» **QUOTED TEXT**:

-------------------------

Stupid NVIDIA 3D vgaarb.c patch

Ilia Mirkin imirkin at alum.mit.edu
Fri Sep 26 14:13:14 PDT 2014


On Fri, Sep 26, 2014 at 5:08 PM, Aaron Plattner <aplattner at nvidia.com> wrote:
> On 09/23/2014 01:29 PM, Benjamin Herrenschmidt wrote:
>>
>> On Mon, 2014-09-22 at 13:43 -0700, Linus Torvalds wrote:
>>>
>>> Adding proper people and mailing lists..
>>>
>>> The PCI_CLASS_DISPLAY_VGA test goes back to the very beginning by
>>> BenH, and I have no idea if adding PCI_CLASS_DISPLAY_3D is
>>> appropriate, but hopefully somebody does. The fact that it makes
>>> things work certainly argues fairly convincingly for it, but I want
>>> some backup here.
>>>
>>> Dave, BenH?
>>>
>>> Christopher(?), can you please also specify which laptop etc. And the
>>> patch itself seems to have come from somebody else, unless you're
>>> Lekensteyn. So we'd want to get the provenance of that too.
>>
>>
>> Hrm, that sucks. "3D" could mean anything really, we might need an
>> explicit vendor ID check as well and maybe even device ID ...

-------------------------

» **TASK 1**:
Please repeat the mailing list post from "Ilia Mirkin imirkin" to "and mailing lists..", substituting "posted" for "wrote".

» **PROVIDED RECORDS**:
-------------------------

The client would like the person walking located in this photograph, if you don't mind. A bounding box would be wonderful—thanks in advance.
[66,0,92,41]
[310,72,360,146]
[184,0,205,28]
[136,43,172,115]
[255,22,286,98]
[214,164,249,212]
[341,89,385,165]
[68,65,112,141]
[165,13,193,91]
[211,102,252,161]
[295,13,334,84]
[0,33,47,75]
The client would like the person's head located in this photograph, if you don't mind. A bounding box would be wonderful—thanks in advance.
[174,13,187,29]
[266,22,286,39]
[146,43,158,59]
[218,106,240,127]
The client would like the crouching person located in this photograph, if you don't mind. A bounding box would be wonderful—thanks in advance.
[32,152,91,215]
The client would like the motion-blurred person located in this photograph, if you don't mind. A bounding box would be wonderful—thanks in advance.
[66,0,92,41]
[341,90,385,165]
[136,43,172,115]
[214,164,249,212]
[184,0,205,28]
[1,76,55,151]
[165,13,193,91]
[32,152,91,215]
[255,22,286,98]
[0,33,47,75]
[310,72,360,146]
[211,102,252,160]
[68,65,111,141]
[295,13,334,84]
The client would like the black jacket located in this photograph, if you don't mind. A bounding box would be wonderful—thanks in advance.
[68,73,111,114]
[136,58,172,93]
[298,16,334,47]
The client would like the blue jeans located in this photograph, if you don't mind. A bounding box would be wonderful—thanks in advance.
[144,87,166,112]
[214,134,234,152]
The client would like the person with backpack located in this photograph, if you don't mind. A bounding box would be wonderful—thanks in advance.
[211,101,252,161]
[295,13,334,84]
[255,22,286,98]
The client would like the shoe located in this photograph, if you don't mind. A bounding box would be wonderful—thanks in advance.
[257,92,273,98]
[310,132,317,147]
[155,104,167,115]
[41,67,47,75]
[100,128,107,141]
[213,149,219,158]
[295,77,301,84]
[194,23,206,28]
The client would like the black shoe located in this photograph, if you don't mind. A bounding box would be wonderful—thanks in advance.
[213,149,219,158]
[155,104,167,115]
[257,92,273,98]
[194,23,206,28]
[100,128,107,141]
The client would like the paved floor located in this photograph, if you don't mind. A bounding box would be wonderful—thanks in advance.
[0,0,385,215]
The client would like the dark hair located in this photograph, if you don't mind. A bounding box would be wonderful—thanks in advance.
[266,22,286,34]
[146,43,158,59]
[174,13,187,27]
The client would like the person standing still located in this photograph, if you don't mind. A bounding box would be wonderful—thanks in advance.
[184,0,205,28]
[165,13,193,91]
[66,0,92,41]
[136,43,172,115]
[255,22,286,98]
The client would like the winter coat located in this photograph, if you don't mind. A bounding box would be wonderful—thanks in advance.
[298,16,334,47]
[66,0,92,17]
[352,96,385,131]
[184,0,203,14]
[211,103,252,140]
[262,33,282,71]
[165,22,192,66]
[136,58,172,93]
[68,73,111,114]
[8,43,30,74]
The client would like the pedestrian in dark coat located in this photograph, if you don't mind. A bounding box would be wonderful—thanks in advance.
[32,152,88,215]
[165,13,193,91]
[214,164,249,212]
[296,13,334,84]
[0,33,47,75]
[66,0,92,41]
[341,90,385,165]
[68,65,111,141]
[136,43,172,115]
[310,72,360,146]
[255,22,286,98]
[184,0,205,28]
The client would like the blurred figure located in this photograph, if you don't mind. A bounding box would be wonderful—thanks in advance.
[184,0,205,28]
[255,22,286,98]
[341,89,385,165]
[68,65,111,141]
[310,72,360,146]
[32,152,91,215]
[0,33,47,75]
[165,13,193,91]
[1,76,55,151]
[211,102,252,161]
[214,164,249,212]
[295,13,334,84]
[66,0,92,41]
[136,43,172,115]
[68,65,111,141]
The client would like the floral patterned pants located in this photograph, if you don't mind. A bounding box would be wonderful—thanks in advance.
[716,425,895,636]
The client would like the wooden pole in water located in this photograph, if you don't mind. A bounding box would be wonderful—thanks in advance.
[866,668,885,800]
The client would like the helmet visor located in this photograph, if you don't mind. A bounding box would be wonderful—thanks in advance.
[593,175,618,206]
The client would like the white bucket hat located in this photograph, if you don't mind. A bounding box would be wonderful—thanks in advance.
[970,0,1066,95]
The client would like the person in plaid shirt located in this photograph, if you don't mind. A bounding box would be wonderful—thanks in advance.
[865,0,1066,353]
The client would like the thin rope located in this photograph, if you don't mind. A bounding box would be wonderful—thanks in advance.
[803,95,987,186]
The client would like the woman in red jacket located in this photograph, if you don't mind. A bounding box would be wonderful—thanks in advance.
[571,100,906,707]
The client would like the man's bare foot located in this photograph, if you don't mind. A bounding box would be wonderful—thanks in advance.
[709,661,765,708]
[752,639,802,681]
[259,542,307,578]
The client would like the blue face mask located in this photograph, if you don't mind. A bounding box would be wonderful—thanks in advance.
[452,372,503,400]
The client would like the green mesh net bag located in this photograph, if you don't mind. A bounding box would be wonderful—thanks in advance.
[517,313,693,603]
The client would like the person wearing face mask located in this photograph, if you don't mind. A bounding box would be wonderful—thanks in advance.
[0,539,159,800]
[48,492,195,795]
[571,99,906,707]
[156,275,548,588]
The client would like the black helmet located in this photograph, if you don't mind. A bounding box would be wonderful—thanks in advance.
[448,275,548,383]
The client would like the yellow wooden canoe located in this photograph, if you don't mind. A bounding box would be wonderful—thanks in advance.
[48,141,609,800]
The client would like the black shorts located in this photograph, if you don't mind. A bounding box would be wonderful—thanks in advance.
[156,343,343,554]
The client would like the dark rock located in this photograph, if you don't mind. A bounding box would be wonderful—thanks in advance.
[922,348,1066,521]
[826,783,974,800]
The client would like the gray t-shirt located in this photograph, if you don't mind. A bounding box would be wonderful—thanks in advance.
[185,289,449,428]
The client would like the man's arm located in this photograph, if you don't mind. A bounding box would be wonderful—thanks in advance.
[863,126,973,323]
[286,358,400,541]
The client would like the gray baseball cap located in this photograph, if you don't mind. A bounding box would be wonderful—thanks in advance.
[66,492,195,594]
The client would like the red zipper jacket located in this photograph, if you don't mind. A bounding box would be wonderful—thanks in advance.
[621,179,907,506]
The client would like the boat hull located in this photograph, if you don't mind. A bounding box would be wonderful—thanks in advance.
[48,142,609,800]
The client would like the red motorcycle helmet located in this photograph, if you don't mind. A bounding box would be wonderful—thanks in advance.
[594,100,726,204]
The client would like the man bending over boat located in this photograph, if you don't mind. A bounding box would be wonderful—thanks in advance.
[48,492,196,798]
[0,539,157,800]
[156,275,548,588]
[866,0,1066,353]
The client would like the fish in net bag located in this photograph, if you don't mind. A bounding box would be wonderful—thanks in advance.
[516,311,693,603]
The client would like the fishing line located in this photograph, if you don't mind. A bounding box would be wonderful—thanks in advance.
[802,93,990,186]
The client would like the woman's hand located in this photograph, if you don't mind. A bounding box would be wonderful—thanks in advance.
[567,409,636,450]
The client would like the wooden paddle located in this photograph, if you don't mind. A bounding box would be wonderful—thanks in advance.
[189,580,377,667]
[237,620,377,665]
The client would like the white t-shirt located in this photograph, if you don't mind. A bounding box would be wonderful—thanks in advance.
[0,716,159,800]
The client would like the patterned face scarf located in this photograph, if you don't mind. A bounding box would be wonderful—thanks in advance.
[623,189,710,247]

-------------------------

» **TASK 2**:
Copy the entries unchanged from the line with "The client would like the crouching" to the line with "[214,134,234,152]".

» **COMPLETE OUTPUT 1**:
Ilia Mirkin imirkin at alum.mit.edu
Fri Sep 26 14:13:14 PDT 2014


On Fri, Sep 26, 2014 at 5:08 PM, Aaron Plattner <aplattner at nvidia.com> posted:
> On 09/23/2014 01:29 PM, Benjamin Herrenschmidt posted:
>>
>> On Mon, 2014-09-22 at 13:43 -0700, Linus Torvalds posted:
>>>
>>> Adding proper people and mailing lists..

» **COMPLETE OUTPUT 2**:
The client would like the crouching person located in this photograph, if you don't mind. A bounding box would be wonderful—thanks in advance.
[32,152,91,215]
The client would like the motion-blurred person located in this photograph, if you don't mind. A bounding box would be wonderful—thanks in advance.
[66,0,92,41]
[341,90,385,165]
[136,43,172,115]
[214,164,249,212]
[184,0,205,28]
[1,76,55,151]
[165,13,193,91]
[32,152,91,215]
[255,22,286,98]
[0,33,47,75]
[310,72,360,146]
[211,102,252,160]
[68,65,111,141]
[295,13,334,84]
The client would like the black jacket located in this photograph, if you don't mind. A bounding box would be wonderful—thanks in advance.
[68,73,111,114]
[136,58,172,93]
[298,16,334,47]
The client would like the blue jeans located in this photograph, if you don't mind. A bounding box would be wonderful—thanks in advance.
[144,87,166,112]
[214,134,234,152]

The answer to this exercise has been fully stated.